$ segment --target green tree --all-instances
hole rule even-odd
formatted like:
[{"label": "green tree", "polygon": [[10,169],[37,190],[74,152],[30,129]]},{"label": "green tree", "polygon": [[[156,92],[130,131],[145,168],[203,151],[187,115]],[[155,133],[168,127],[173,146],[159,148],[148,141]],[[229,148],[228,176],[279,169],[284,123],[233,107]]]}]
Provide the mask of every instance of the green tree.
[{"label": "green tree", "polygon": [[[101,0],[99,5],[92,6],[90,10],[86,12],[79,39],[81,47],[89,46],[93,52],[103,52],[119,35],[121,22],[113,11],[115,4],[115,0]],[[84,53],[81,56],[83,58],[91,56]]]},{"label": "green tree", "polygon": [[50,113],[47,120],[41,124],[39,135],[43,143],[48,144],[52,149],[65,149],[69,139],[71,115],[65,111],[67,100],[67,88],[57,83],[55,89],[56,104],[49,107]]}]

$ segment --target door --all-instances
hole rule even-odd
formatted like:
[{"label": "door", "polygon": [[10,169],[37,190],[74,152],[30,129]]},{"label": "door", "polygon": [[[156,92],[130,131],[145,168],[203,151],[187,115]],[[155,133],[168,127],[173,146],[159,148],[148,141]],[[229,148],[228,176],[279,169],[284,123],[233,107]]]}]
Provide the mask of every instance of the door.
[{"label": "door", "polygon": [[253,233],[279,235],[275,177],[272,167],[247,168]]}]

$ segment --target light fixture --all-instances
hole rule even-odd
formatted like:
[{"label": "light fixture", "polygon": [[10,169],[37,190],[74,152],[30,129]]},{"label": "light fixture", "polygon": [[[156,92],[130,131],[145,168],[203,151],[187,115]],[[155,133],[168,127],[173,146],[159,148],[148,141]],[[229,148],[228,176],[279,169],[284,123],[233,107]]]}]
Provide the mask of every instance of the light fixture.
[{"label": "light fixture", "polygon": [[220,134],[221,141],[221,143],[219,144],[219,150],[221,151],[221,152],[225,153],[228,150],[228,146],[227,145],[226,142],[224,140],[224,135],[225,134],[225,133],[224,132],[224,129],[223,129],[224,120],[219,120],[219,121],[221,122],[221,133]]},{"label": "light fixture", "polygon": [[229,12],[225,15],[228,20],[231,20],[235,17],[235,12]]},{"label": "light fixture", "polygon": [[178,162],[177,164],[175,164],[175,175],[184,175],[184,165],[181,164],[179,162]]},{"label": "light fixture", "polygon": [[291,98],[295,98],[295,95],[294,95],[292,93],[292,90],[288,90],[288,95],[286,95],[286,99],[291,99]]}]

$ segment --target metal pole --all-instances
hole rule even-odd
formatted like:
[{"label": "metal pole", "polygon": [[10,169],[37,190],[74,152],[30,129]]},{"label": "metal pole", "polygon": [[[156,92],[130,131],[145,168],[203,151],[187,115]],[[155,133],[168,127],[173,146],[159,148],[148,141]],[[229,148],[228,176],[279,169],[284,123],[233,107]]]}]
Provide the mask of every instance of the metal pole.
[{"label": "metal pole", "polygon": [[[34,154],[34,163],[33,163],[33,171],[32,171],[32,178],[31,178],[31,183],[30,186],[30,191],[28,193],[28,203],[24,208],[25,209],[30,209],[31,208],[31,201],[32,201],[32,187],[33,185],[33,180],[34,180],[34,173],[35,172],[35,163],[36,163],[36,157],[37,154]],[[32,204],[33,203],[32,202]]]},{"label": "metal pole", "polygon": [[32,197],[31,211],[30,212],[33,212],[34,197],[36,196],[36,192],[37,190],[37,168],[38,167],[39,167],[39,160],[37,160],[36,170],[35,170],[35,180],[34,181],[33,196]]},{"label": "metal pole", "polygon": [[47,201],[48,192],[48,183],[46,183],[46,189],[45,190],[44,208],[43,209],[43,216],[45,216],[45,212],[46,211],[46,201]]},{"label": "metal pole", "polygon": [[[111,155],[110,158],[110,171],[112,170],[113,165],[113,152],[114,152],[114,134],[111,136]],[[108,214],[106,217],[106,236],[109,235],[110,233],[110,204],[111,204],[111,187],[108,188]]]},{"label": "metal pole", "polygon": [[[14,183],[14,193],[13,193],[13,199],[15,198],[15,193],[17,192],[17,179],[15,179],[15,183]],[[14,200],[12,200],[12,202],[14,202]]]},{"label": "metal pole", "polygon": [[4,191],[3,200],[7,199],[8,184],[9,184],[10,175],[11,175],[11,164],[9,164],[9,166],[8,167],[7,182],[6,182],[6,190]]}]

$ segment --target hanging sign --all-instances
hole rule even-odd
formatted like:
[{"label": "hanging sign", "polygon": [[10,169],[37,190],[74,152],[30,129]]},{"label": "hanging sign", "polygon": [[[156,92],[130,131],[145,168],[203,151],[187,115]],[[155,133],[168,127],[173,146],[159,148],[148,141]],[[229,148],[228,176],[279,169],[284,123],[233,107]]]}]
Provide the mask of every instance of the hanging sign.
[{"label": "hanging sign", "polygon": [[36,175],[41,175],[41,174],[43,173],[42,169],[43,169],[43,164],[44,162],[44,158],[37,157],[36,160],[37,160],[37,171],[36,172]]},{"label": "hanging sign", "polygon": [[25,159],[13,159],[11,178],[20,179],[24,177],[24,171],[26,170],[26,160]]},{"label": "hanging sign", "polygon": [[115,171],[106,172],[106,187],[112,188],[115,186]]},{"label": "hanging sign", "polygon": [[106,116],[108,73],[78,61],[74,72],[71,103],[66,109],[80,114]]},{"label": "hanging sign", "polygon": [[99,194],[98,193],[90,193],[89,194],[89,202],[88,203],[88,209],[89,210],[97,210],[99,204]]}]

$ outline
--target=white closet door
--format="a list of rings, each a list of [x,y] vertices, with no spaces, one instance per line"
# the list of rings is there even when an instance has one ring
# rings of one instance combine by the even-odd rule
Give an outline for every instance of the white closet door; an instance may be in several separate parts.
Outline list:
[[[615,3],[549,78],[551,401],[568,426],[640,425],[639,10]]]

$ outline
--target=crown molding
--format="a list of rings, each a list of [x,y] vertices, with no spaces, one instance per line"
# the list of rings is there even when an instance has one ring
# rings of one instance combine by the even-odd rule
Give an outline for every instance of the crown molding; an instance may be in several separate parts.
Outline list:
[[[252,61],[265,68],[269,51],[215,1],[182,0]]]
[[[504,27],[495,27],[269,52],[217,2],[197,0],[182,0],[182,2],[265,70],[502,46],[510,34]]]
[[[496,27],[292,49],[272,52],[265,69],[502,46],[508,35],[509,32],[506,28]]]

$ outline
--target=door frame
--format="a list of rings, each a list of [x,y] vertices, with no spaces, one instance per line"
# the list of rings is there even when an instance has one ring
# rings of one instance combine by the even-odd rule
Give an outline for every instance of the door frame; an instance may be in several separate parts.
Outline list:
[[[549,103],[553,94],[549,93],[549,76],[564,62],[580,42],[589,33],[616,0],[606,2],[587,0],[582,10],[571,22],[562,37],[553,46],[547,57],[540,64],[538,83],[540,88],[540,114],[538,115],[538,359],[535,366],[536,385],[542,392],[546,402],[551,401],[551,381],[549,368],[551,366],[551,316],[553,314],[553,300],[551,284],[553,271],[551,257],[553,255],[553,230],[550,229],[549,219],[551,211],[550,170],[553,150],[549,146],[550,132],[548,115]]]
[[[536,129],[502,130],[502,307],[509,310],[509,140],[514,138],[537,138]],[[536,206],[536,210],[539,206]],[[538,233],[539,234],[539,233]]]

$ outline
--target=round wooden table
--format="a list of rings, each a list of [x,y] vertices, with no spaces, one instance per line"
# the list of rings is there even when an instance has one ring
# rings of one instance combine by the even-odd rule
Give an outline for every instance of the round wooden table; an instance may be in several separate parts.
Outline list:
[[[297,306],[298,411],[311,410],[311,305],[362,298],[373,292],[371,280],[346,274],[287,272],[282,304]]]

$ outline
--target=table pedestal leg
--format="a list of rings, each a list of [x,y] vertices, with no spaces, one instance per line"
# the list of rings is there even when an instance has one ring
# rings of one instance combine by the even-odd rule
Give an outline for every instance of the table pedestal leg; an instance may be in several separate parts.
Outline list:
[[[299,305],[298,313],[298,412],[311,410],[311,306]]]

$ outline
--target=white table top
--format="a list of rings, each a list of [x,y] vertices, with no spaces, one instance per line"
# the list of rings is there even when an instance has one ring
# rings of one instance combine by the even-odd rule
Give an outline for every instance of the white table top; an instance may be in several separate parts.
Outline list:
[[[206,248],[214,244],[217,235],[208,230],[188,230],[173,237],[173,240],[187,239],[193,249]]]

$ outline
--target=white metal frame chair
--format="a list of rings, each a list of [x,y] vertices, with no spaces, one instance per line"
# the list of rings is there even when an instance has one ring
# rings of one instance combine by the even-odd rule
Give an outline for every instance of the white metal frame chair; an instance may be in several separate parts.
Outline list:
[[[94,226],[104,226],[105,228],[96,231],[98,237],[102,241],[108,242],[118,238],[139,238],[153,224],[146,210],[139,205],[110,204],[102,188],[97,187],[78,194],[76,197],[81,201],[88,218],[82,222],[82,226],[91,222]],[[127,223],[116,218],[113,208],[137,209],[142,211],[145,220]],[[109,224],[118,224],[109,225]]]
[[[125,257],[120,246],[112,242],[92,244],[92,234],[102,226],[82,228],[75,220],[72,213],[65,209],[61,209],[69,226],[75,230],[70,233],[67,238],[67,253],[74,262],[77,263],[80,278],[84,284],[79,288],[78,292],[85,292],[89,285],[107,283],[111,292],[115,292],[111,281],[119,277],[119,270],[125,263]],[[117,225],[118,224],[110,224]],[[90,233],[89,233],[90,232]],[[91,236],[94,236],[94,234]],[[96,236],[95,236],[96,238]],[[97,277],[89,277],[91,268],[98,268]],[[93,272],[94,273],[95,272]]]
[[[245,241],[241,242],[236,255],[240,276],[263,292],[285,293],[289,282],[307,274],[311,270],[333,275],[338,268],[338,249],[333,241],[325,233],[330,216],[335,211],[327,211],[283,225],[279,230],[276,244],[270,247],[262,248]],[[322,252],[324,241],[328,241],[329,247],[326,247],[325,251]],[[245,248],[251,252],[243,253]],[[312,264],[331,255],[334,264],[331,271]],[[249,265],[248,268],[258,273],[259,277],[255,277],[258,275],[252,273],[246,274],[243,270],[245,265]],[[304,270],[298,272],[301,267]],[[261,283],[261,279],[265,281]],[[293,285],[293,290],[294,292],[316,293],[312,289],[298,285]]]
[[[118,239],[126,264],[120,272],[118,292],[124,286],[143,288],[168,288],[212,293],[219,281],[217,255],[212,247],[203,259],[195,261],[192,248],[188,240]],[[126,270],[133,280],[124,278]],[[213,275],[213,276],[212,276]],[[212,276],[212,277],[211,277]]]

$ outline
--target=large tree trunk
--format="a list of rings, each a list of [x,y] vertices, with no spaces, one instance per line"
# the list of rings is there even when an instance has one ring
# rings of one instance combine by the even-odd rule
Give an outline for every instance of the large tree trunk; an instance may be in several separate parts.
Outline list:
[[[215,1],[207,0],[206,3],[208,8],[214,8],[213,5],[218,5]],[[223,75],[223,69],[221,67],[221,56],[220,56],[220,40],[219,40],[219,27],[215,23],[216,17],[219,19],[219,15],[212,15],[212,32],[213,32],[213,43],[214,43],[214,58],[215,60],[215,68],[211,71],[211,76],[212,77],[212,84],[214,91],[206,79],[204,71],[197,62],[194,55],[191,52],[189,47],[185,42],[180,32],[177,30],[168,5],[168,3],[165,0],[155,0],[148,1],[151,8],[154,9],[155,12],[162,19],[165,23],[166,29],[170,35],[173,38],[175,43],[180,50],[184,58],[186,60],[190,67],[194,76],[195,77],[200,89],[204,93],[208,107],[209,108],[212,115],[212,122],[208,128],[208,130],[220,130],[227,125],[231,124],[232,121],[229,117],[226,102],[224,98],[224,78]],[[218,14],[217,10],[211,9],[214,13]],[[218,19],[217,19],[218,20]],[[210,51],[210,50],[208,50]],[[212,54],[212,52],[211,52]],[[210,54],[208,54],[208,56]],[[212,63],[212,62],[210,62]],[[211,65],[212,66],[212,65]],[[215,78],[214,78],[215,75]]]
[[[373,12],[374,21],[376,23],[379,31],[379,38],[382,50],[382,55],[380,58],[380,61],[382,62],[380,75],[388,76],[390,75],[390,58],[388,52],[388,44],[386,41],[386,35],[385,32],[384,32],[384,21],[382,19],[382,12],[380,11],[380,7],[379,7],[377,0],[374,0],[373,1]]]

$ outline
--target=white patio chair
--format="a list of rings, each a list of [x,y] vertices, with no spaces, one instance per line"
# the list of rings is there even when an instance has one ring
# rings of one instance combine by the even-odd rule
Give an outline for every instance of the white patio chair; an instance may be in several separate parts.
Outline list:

::::

- **Goal**: Can you reproduce the data from its first line through the line containing "Provide the mask of every instance of the green", with "hole rule" renamed to "fill rule" and nothing else changed?

- **Task result**:
$ segment --target green tree --all-instances
fill rule even-odd
formatted like:
[{"label": "green tree", "polygon": [[10,169],[37,190],[74,152],[30,129]]},{"label": "green tree", "polygon": [[[156,92],[130,131],[145,168],[203,151],[187,115]],[[155,133],[168,127],[173,146],[159,148],[148,141]],[[229,148],[228,176],[279,169],[284,123],[233,107]]]}]
Provide the mask of every instance of the green tree.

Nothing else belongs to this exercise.